§ **TEXT SECTION**

    Love, Dad

    Sent from my iPhone

    >

    Reply
    1. sophieblovett Post author

      I have pondered at length the reason for just over a third of adults in this country choosing to vote to leave. Some I know will share your sentiment, but as is becoming increasingly obvious from the fallout many saw the referendum as an opportunity to protest against the general state of the UK, and had no opinion at all on whether the EU was (is) actually a good thing for our country.

      Your view, and that of the rest of those who voted to leave, is at odds with at least a third of the electorate (over 16 million people), including a whole raft of experts from different fields whose opinions I respect enormously. It is also at odds with the strongly held and well-researched views of all of the parents of your grandchildren.

      Given the current political rhetoric I am beginning to doubt whether the referendum result will actually lead to Brexit at all, but if it does I hope you’re right – for all of our sakes.

      Reply
    2. Susie

      I am extremely surprised by your suspicion that there were many people who voted remain rather than leave due to “peer pressure and fear of the unknown”, David, when it seems blatantly clear to me and many others that it was exactly the other way around. There has been article after article reporting regret and confusion expressed amongst “leave” voters. Many of them say they did not understand what they were voting for and/or were grossly misled by the leave campaigners (who are gradually slinking away from the stinking mess they’ve created) and manipulated by a criminally biased media. That the European Union needs major reform is unquestionable. My particular bugbear is the CAP… sheer antiquated nonsense that cripples the union, financially. However, you don’t throw all your toys out of the pram because your teddy’s head is falling off or kick the whole building down just because there’s faulty plumbing. Just because we had a spineless, ineffectual prime minister who was unable to negotiate adequate reform does not mean we should rip the heart out of a union that was created to maintain peace in Europe. People keep likening this to a divorce. But what we are facing is not a divorce from a partner (believe me, while living in France for 18 months there were times when I was on the brink of filing for a divorce from France!) We created the European Union alongside our neighbouring countries. The EU is our child, and you DO NOT divorce your child! No matter how sick and dysfunctional your child becomes, you stick by and help, you work and work at it. In my opinion, anyway. This referendum – and the obnoxious spirit with which it came to pass and was campaigned for, and the fall out from it – has done irreversible damage to this country and I cannot forgive the perpetrators. The suffering caused to good, hardworking Europeans living in the UK, the platform given to the venomous xenophobes to spread their hate and poison, the financial hardship spread far and wide by the resultant assault on our currency… it all makes me weep. Please rethink your position on this matter. No good has or will ever come of this selfish, narrow-minded, naive, fear-driven act by our outgoing prime minister. This referendum was never about whether we should be “in or out” of Europe (there’s no “out” in my opinion, we are IN this Union or we are nothing), it was a point-scoring political game that Cameron lost. He didn’t even have the heart or balls to
      respond to the people of this country, to reassure them or inform them, he just said “Boo hoo, I lost, I’m buggering off…” I am beyond angry with him, and many others who hold positions of authority and power.. I am disgusted by their behaviour. And I am ashamed to be British at this moment in time. Ashamed.

§ **REQUIRED ACTIONS**
a – Could you return, word for word, the part of the referendum comments that opens with the words containing "Sent from my" and closes with "for our country."?
b – Could you carry the referendum comments on past their final sentence?
The records that come next are unrelated to the referendum comments.

§ **RECORDED DATA**
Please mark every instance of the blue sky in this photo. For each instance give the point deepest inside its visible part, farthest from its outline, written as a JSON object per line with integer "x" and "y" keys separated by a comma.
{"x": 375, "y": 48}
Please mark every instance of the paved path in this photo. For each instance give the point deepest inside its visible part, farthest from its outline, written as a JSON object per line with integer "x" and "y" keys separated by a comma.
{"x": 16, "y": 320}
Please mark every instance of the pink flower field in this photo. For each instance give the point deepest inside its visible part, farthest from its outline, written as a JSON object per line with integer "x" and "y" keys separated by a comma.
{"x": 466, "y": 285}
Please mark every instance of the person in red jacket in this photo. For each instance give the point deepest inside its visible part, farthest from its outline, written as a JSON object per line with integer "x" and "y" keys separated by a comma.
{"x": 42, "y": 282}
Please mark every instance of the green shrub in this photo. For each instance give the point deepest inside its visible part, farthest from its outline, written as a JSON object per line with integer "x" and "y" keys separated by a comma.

§ **RESULTS FOR EACH TASK**
a –
Sent from my iPhone

    >

    Reply
    1. sophieblovett Post author

      I have pondered at length the reason for just over a third of adults in this country choosing to vote to leave. Some I know will share your sentiment, but as is becoming increasingly obvious from the fallout many saw the referendum as an opportunity to protest against the general state of the UK, and had no opinion at all on whether the EU was (is) actually a good thing for our country.

b –
      Reply
  2. Susan

    Visiting the UK from the US for the first time this week, I have found your posts incredibly enlightening. I had joked with friends about opening a pub in Ireland if Trump finds his way into the White House. Having faith that the people of the UK were not as screwed up as the people in the US. Now my drive to see Trump defeated is so much larger. If we can defeat him, come to the US. Your ideas about education would be so invaluable there. And your husbands talents desired as well. But first our challenge. Thanks for the wake-up call, GB.